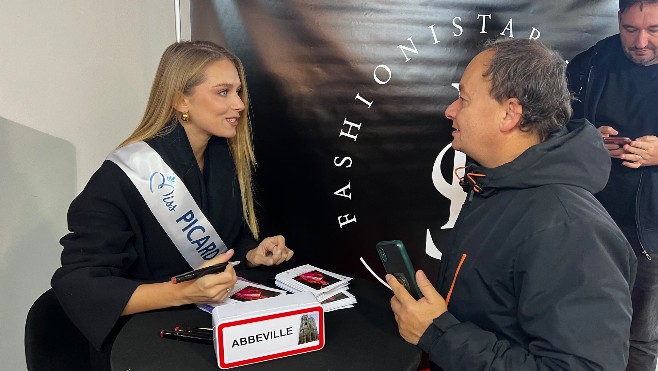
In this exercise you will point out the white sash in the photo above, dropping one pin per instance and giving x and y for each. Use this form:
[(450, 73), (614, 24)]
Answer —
[(170, 202)]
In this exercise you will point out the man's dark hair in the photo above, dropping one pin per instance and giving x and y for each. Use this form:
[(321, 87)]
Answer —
[(536, 76), (625, 4)]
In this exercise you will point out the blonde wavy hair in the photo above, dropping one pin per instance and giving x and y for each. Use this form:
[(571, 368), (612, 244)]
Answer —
[(182, 67)]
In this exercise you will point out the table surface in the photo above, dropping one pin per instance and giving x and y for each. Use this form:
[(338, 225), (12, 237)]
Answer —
[(361, 338)]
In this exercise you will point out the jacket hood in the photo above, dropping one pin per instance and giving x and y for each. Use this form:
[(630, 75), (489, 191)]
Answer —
[(573, 156)]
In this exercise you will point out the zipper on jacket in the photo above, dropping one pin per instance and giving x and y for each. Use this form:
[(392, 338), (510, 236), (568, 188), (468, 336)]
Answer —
[(637, 216)]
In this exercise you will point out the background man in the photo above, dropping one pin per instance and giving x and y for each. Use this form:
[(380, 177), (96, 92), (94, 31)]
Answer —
[(616, 84), (537, 275)]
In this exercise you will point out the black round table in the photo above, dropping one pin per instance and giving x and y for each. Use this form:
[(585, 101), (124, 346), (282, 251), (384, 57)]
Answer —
[(361, 338)]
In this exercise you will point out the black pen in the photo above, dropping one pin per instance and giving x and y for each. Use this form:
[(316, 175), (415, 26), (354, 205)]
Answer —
[(182, 336), (194, 331), (217, 268)]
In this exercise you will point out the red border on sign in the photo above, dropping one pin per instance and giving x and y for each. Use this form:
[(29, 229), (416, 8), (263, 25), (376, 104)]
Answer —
[(221, 327)]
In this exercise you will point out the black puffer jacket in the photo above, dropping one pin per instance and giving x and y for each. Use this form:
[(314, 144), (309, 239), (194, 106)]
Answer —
[(537, 275), (587, 74)]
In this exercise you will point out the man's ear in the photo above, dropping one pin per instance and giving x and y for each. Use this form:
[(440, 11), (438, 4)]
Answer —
[(513, 114), (180, 103)]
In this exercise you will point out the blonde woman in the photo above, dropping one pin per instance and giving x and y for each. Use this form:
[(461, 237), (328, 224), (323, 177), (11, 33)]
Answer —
[(175, 196)]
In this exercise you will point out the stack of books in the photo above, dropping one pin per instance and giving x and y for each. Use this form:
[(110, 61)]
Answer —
[(330, 289)]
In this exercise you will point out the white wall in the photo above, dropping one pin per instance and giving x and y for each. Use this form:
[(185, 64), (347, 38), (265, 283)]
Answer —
[(74, 79)]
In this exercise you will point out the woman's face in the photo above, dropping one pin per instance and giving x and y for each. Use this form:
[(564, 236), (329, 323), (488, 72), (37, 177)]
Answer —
[(214, 105)]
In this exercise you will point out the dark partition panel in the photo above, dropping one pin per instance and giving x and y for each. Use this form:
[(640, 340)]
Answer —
[(348, 99)]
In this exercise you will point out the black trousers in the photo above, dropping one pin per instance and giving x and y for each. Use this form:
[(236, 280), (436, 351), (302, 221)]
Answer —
[(644, 328)]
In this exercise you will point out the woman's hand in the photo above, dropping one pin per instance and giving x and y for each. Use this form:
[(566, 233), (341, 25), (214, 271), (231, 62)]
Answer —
[(211, 288), (271, 251)]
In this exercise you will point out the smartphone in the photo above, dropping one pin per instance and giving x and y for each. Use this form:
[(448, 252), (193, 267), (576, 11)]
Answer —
[(396, 262), (620, 141)]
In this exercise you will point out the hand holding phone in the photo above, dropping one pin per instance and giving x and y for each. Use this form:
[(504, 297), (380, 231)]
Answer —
[(620, 141), (397, 263)]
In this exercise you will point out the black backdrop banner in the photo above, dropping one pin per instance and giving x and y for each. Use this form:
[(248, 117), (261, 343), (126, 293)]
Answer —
[(347, 100)]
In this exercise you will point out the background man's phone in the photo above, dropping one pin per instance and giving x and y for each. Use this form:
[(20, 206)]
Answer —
[(396, 262), (620, 141)]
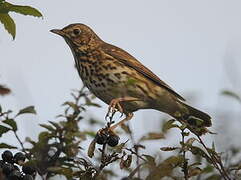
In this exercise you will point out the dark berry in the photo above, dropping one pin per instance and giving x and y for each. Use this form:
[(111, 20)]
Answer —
[(101, 138), (19, 157), (16, 167), (1, 163), (28, 169), (125, 178), (113, 140), (7, 168), (15, 175), (27, 177), (7, 156)]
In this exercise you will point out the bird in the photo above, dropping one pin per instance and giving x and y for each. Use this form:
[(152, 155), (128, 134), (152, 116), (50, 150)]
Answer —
[(124, 83)]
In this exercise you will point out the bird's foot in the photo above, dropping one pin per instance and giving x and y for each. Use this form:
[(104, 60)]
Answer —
[(114, 106)]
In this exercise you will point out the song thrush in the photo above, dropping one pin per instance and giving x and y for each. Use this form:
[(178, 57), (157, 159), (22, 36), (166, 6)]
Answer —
[(121, 81)]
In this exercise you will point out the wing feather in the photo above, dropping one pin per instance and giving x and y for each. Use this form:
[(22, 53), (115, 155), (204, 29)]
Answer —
[(132, 62)]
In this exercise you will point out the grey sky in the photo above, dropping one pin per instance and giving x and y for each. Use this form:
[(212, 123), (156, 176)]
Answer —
[(184, 42)]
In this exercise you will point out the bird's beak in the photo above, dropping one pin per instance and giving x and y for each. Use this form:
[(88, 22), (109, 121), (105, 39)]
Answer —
[(57, 31)]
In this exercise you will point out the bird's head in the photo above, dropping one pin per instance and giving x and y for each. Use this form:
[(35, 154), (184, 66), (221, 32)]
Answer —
[(78, 35)]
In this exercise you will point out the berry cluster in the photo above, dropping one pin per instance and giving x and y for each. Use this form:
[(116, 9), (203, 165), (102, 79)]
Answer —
[(10, 166), (104, 137)]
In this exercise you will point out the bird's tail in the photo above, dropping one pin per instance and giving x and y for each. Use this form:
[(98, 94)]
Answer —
[(194, 118)]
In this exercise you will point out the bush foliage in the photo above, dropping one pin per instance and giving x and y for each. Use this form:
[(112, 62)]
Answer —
[(60, 149)]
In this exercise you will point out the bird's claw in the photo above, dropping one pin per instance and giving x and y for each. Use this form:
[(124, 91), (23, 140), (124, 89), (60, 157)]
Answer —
[(114, 106)]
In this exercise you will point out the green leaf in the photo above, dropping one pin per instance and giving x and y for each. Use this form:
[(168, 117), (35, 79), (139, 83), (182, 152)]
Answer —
[(6, 146), (11, 123), (26, 10), (168, 125), (50, 128), (29, 109), (153, 136), (150, 159), (194, 171), (169, 148), (3, 130), (8, 23), (91, 149)]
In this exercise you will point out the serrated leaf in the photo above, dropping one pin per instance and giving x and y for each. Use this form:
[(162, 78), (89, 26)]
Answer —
[(11, 123), (119, 147), (3, 130), (56, 125), (6, 146), (8, 23), (190, 141), (26, 10), (132, 174), (29, 109)]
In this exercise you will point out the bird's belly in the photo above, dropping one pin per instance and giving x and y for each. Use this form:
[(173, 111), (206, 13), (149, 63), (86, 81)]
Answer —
[(114, 87)]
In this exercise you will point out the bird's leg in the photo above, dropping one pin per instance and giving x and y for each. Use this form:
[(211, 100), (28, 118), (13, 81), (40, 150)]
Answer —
[(127, 118), (115, 105)]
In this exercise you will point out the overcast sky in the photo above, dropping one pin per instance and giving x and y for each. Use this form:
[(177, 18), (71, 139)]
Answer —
[(194, 46)]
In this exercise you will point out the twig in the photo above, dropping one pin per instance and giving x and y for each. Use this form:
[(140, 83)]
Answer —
[(217, 163), (133, 152), (20, 142), (185, 161)]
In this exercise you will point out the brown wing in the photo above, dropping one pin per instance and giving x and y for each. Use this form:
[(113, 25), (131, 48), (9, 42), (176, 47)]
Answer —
[(132, 62)]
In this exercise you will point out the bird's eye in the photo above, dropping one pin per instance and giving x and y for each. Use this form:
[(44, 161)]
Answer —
[(76, 32)]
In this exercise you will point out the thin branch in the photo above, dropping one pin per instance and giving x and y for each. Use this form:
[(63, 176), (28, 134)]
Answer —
[(217, 163), (185, 161)]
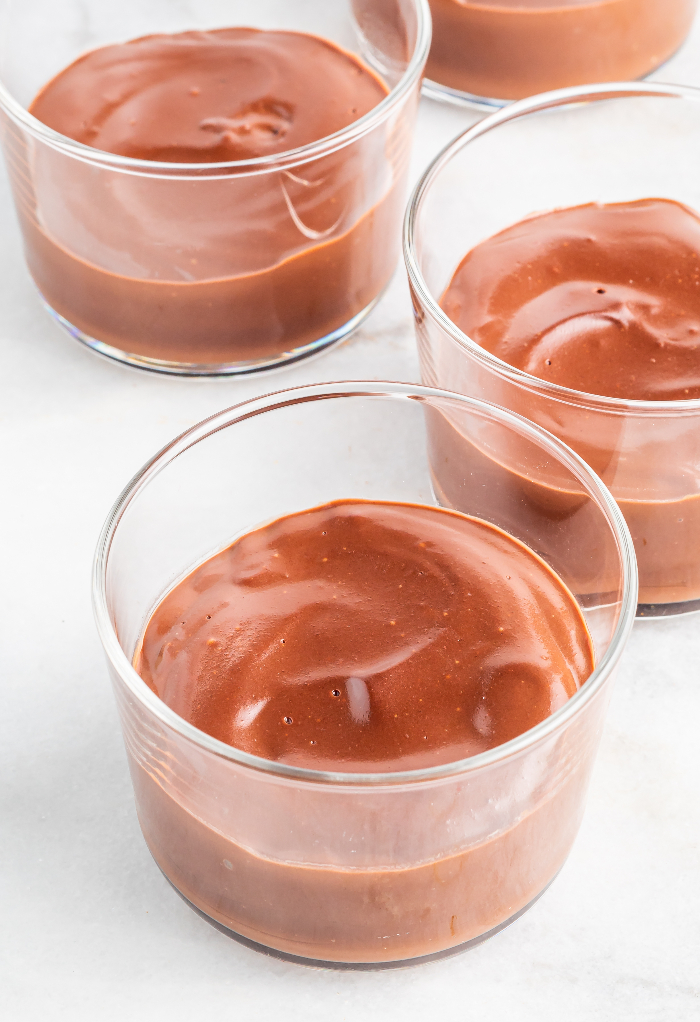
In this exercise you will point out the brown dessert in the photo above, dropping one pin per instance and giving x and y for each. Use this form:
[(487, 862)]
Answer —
[(237, 268), (604, 299), (368, 637), (365, 636), (507, 49)]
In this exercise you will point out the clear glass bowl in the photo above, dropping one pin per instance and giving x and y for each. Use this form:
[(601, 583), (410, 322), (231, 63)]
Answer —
[(355, 870), (605, 143), (485, 53), (158, 264)]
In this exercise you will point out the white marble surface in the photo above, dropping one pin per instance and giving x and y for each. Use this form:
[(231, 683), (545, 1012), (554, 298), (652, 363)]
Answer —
[(91, 930)]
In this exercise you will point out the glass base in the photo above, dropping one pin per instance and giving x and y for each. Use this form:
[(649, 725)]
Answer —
[(280, 361), (667, 609), (358, 966)]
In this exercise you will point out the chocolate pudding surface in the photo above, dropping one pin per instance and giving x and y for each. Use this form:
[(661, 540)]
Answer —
[(601, 298), (243, 268), (216, 96), (508, 49), (368, 637)]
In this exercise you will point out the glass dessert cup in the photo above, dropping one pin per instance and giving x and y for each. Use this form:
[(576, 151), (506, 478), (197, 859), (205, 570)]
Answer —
[(348, 869), (485, 53), (604, 143), (158, 265)]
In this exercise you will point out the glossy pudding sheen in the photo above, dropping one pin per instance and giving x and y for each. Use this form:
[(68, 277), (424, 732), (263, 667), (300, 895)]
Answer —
[(368, 637), (604, 299), (364, 636), (599, 298), (237, 269), (508, 49)]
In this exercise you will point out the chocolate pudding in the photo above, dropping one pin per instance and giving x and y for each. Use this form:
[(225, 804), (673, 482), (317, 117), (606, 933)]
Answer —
[(604, 299), (368, 637), (508, 49), (202, 267)]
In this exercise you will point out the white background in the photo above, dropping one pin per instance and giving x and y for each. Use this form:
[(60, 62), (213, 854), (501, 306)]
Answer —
[(89, 929)]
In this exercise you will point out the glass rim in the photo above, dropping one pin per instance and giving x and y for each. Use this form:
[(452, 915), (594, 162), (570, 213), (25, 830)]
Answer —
[(258, 165), (281, 399), (575, 95)]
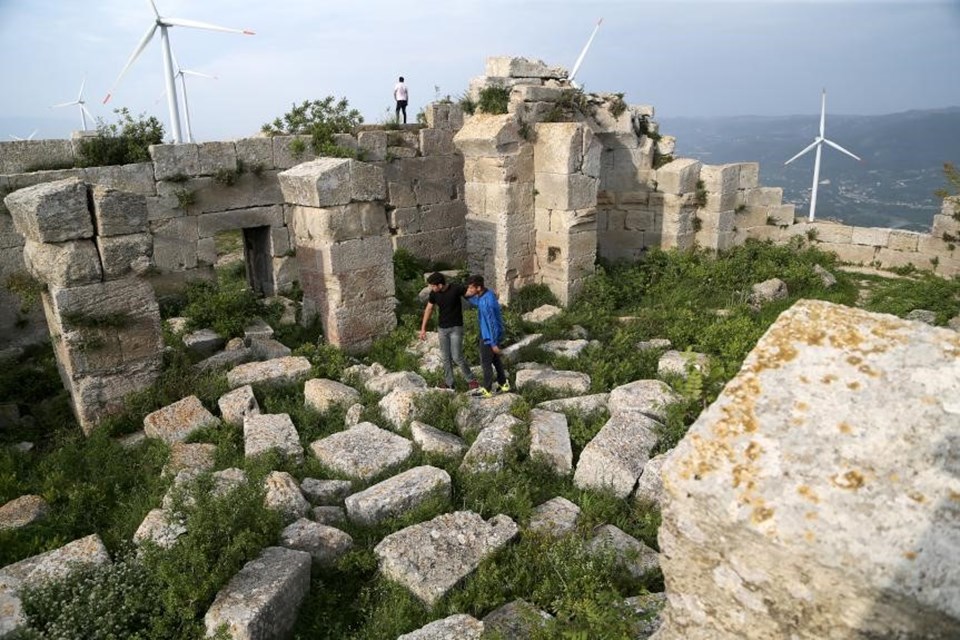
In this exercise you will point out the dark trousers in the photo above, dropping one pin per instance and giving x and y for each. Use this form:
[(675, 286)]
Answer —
[(490, 361)]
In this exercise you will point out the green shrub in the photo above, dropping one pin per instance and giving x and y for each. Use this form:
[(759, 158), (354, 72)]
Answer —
[(125, 142)]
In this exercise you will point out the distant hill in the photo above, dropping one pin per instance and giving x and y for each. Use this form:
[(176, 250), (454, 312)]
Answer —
[(894, 187)]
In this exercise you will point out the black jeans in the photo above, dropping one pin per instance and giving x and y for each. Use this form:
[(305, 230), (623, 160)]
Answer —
[(490, 361)]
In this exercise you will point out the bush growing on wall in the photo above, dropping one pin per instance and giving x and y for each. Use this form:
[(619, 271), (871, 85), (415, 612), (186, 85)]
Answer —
[(319, 119), (125, 142)]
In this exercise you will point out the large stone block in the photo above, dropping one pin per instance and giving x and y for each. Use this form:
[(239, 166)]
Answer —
[(489, 136), (332, 181), (63, 264), (679, 176), (175, 160), (123, 255), (261, 602), (51, 211), (514, 67), (217, 157), (770, 519), (118, 213)]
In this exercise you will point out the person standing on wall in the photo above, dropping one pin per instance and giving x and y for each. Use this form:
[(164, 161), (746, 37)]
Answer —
[(491, 336), (401, 96), (448, 296)]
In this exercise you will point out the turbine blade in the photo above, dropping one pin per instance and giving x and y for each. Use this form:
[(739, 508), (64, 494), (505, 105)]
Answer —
[(136, 53), (187, 72), (841, 149), (808, 148), (823, 111), (194, 24)]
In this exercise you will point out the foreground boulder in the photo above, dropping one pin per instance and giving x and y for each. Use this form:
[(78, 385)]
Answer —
[(261, 601), (828, 512), (431, 557)]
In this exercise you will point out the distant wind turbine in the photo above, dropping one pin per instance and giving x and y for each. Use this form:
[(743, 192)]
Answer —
[(576, 65), (84, 112), (163, 24), (818, 142), (30, 137)]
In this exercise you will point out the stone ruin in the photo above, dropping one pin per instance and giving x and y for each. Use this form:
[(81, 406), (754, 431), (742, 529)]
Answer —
[(770, 527)]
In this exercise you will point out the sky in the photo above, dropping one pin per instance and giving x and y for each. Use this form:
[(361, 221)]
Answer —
[(684, 57)]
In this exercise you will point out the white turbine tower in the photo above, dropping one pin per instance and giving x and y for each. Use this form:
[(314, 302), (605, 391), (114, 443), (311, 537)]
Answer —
[(163, 24), (576, 65), (80, 102), (818, 142)]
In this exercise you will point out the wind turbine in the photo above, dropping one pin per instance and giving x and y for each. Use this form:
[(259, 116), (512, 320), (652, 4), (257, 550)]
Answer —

* **Task item**:
Wherever the string "wall" occurs in the listing, return the line it sits on.

* **Output of the task**:
In this exercise you will point out the white wall in the photo above, dropping one pin per instance and giving x and y for each. Use this form:
In this exercise you will point out the bush growing on wall in the photo above, dropping one pin per instance and giving x and y for each. Use this form:
In this exercise you will point out the person standing on wall in the photo above, dropping one pin per instance and giving x and y for each. Use this form:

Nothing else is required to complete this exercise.